Return the data below in full, matching every line exactly.
Top of Data supplied
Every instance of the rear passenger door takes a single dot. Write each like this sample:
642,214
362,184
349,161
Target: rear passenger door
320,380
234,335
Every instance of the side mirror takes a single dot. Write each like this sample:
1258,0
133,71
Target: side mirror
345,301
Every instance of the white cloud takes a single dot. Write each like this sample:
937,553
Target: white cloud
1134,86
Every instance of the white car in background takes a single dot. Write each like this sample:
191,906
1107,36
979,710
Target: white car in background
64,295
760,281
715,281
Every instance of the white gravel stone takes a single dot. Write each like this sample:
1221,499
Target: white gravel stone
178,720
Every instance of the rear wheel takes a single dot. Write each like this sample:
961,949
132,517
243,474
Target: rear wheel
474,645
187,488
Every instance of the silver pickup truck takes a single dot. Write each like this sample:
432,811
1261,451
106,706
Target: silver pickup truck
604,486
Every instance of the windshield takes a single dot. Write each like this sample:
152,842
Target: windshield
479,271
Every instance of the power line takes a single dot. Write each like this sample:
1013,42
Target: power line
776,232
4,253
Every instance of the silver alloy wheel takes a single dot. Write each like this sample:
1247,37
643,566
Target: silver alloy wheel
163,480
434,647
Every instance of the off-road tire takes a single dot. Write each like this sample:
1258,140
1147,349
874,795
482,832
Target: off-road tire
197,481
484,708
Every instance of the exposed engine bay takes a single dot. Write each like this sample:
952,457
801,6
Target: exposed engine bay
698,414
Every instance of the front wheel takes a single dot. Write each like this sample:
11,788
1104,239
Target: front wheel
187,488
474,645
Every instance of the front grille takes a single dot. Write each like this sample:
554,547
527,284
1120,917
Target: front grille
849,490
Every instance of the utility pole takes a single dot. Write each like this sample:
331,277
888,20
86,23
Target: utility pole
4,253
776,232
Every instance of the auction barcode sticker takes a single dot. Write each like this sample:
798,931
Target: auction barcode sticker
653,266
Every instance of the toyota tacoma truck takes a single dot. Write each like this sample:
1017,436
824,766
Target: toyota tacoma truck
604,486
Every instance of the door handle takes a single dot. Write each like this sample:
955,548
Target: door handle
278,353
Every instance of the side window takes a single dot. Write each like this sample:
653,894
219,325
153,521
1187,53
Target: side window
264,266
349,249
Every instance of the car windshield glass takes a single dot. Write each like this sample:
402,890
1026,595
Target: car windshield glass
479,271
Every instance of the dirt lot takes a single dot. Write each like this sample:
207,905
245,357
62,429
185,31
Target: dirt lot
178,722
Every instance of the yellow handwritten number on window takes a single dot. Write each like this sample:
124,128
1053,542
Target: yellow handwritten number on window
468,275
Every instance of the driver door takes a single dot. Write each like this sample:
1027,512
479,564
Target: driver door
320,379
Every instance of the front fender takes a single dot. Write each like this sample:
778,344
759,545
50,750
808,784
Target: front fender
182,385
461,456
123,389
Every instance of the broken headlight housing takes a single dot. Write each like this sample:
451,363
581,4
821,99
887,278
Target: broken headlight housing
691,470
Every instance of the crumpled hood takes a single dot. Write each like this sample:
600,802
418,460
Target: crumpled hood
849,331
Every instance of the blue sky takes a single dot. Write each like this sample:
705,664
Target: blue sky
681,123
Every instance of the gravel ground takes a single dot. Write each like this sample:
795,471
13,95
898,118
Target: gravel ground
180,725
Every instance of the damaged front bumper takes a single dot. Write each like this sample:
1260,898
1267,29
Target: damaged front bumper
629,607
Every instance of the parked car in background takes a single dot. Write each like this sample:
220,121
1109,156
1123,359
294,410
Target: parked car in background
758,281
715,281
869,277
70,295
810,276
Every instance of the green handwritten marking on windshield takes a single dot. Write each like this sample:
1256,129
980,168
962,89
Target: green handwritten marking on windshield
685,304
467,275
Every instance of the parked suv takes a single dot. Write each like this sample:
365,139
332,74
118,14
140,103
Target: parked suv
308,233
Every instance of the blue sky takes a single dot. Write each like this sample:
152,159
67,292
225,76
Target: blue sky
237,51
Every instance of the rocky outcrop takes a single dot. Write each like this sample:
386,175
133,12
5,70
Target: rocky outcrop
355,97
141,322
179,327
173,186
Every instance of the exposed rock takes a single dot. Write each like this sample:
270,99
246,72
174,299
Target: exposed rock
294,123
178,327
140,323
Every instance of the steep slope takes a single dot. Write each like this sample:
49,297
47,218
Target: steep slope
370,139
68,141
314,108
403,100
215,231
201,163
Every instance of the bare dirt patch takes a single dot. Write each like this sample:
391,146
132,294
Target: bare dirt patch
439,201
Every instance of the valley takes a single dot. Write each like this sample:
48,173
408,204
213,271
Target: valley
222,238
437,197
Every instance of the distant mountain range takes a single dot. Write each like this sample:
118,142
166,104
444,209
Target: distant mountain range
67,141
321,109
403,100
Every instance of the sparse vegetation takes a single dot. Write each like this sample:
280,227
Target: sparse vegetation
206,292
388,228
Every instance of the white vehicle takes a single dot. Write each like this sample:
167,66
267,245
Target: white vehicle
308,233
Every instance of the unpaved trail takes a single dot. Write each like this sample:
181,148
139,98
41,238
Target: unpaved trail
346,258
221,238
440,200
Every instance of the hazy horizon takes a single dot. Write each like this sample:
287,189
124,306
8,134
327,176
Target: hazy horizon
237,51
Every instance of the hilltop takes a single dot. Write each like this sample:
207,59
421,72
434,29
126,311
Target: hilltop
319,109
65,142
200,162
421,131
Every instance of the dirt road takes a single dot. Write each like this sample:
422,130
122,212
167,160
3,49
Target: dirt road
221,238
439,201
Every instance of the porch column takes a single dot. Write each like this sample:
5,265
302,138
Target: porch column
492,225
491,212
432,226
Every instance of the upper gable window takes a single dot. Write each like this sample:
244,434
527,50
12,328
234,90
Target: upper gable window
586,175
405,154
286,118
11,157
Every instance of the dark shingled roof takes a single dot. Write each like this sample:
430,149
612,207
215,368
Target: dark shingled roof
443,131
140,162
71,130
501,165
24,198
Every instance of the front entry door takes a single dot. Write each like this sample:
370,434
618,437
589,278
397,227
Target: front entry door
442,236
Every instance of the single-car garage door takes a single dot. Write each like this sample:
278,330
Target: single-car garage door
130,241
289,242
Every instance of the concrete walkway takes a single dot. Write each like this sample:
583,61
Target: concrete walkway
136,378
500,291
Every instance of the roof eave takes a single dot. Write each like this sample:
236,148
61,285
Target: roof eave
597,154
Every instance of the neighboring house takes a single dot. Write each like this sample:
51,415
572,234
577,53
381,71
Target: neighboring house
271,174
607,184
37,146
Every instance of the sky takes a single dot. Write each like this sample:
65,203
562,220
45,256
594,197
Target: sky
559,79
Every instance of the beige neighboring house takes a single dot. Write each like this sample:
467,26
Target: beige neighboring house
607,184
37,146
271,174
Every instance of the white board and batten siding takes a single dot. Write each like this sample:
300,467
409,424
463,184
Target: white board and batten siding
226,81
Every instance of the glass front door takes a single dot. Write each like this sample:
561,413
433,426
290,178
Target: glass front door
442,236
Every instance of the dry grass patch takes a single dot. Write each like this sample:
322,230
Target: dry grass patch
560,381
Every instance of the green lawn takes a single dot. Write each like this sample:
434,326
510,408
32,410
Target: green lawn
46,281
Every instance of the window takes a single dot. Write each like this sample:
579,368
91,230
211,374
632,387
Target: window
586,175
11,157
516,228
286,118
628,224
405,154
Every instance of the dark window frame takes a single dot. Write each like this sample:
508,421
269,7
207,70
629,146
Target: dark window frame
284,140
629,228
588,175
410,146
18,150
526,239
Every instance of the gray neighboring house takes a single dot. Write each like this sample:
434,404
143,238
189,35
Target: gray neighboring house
Bottom of Data supplied
→ Worked solution
Every instance of the rear passenger door takes a single dot. Write each like this sample:
642,214
362,184
349,161
Target: rear passenger door
320,380
234,335
Every instance of the side mirror takes a single dot. Write each like this sample:
1258,0
133,71
Target: side mirror
345,301
Every instance of the white cloud takes a single dot. Write each like this sample:
937,553
Target: white cloud
1134,86
Every instance of the white car in background takes a single dot. Write each like this sample:
191,906
1107,36
979,710
Target: white car in background
64,295
760,281
715,281
Every instance of the white gravel stone takes a single dot. Write each like this sample:
1221,499
Target: white gravel stone
178,720
Every instance of the rear wheel takes a single dot. Write each like this sample:
961,949
132,517
243,474
Target: rear wheel
474,645
187,488
Every instance of the silver pickup truck takes a single dot. Write each like this sample:
432,811
1261,451
106,706
Target: silver pickup truck
604,486
Every instance of the windshield takes a single dot. Write each like this sample:
152,842
Target: windshield
479,271
Every instance of the power line takes a single dot. Write each like this sample:
1013,42
Target: power line
776,232
4,253
Every instance of the silver alloy wheel takes a single dot. Write each like this sample:
1247,37
643,566
Target: silver alloy wheel
163,480
434,647
Every instance of the off-road tire takes a single dot. Write each like this sample:
1258,140
1147,349
874,795
482,832
Target: off-road tire
197,481
484,708
Every instance of the exposed engine bay takes a single dot. Write each like this sample:
952,457
801,6
Target: exposed engine bay
698,414
Every instance of the front wheel takes a single dot. Write each like this sample:
11,788
1104,239
Target: front wheel
187,488
474,645
Every instance of the front grille takes a single dot. Write each like this sample:
554,547
527,284
1120,917
Target: front grille
849,490
Every instance of the utility pole takes a single dot. Write each like this sample:
331,277
888,20
86,23
Target: utility pole
4,253
776,232
Every instance of the auction barcode sticker takes a single dot. Write each like this sample:
798,931
Target: auction barcode sticker
653,266
Every instance of the toyota tacoma truck takes a single dot. Write each like this sample:
1017,436
824,766
Target: toyota tacoma truck
604,486
Every instance of the door handle takes a single dot. Write each like this sample:
955,548
Target: door handle
278,353
Every instance of the side window takes a single dot. Write each like this sample:
653,894
219,325
153,521
1187,53
Target: side window
264,266
349,249
Every instance of the car windshield glass takes a single dot. Write each like this sample:
402,890
1026,595
Target: car windshield glass
479,271
Every instance of the dirt lot takes a single dot. Write each like this sample:
207,905
245,357
62,429
185,31
Target: dirt lot
178,722
Every instance of the yellow handwritten number on window takes a single dot. Write each like this sample:
124,128
1053,542
Target: yellow handwritten number on window
468,275
Every instance of the driver door takes a single dot. Write each like this sample:
1027,512
479,564
Target: driver door
320,379
Every instance of the front fender takes a single dot. Write each like this sample:
778,344
759,545
50,750
808,784
Target: front fender
182,385
461,456
123,389
Every instance of the broken headlight housing takes a single dot. Write each like this sample:
451,363
581,4
821,99
887,278
Target: broken headlight housing
691,470
Every instance of the crumpled hood takes a single dot. Write each like this sample:
600,802
418,460
Target: crumpled hood
849,331
Every instance of the blue sky takes a single dot. Write each like this sample:
705,664
Target: blue sky
681,123
Every instance of the gravel ground takes a single dot. Write each like this sample:
795,471
13,95
898,118
Target: gravel ground
180,725
Every instance of the damaged front bumper takes a single dot. Write each like this sample:
1260,898
1267,29
Target: damaged front bumper
629,607
Every instance of the parked car in background takes a single dot. Write each like this sample:
220,121
1109,156
1123,359
294,410
Target: parked car in background
758,281
715,281
869,277
70,295
810,276
Every instance of the green handwritten marking on windshield takes a single dot. Write each like this sample:
1256,129
980,168
962,89
Target: green handwritten marking on windshield
685,304
467,275
Every instance of the parked suv takes a single dot. Write each like this sample:
365,139
332,74
118,14
140,103
Target: parked suv
308,233
Every instance of the blue sky takes a single dot. Write each like this sample:
152,159
67,292
225,76
Target: blue sky
237,51
Every instance of the rocky outcrop takes a single dot. Write each like this sample:
386,175
133,12
5,70
Target: rocky outcrop
355,97
141,322
179,327
173,186
Every instance of the exposed rock takes a single dot. Write each like this sample:
270,99
246,72
174,299
Target: exposed rock
294,123
178,327
140,323
Every instance of the steep slope takes a single dot. Write each like this sample:
49,297
47,218
Target: steep slope
370,139
68,141
314,108
403,100
215,231
201,163
Every instance of the bare dirt patch takes a single dot. Write each like this sample:
391,146
132,294
Target: bare dirt patch
439,201
Every instance of the valley takes a single dot. Write each like this sample:
48,173
408,204
213,271
Target: valley
222,238
437,197
Every instance of the distant mountain range takes a single dot. Write each like this sample:
118,142
166,104
444,209
Target: distant mountain range
67,141
321,109
403,100
Every instance of the sparse vegetation takes a single dot. Write each like this sample:
280,227
Target: sparse vegetation
206,292
388,228
Every instance of the white vehicle takes a single dot. Write each like this sample:
167,66
267,245
Target: white vehicle
308,233
Every instance of the unpaved trail takes a single dot. Write each like this sample:
181,148
139,98
41,238
Target: unpaved trail
346,258
221,238
440,200
Every instance of the hazy horizon takes a single dot. Write each like this sample:
287,189
124,306
8,134
327,176
Target: hazy horizon
237,51
Every instance of the hilltop takes a single dot. Write each like this sample:
207,59
421,72
434,29
126,311
Target: hilltop
319,109
65,142
200,162
421,131
Every instance of the dirt road takes a single dot. Write each like this sample:
422,130
122,212
167,160
3,49
Target: dirt road
221,238
439,201
Every instance of the porch column takes a single dot. Write each like this sample:
5,265
302,138
Target: porch column
492,225
491,212
432,226
Every instance of the upper gable window takes a single dot. Write each like this sample:
244,434
527,50
12,328
234,90
Target: upper gable window
586,175
405,154
286,118
11,157
Every instance of the dark shingled roof takes a single dot. Write each like this sample:
430,149
612,207
215,368
Target: dark shingled roof
443,131
140,162
71,130
501,165
24,198
Every instance of the front entry door takes a single dot. Write each like this sample:
370,434
618,437
589,278
397,227
Target: front entry door
442,236
Every instance of the single-car garage door takes a single dot. Write each like this sample:
278,330
Target: single-car garage door
130,241
289,242
Every instance of the concrete walkway takes a single dot. Write each like this sample:
583,61
Target: concrete walkway
136,378
500,291
Every instance of the roof eave takes a single dot. Write each like this sample:
236,148
61,285
Target: roof eave
597,154
Every instance of the neighboring house takes a single dot. Write each like this sample:
51,415
572,234
577,53
381,71
Target: neighboring house
271,174
607,184
37,146
Every instance of the sky takes a single dot. Write each like this sample:
65,203
562,220
45,256
594,197
Target: sky
559,79
Every instance of the beige neighboring house takes a single dot. Write each like this sample:
467,26
Target: beige neighboring house
607,184
37,146
271,174
Every instance of the white board and batten siding takes a single dot. Write each like this sample:
300,467
409,424
463,184
Target: white board and batten siding
226,81
Every instance of the glass front door takes a single dot. Write each like this sample:
561,413
433,426
290,178
Target: glass front door
442,236
Every instance of the dry grass patch takes a single dot. Write each like this sample:
322,230
Target: dry grass patch
560,381
Every instance of the green lawn takes a single dot. Write each like this sample:
434,326
510,408
32,410
Target: green lawn
46,281
Every instance of the window takes a single dot. Write each like this sample:
579,368
91,230
211,374
632,387
Target: window
586,175
11,157
516,228
286,118
628,224
405,154
Every instance of the dark window frame takes a single dot. Write each like this sample:
508,421
269,7
207,70
629,146
Target: dark window frame
284,140
629,228
588,175
410,146
18,150
526,239
Every instance of the gray neighboring house takes a single dot. Write each like this sample:
434,404
143,238
189,35
Target: gray neighboring house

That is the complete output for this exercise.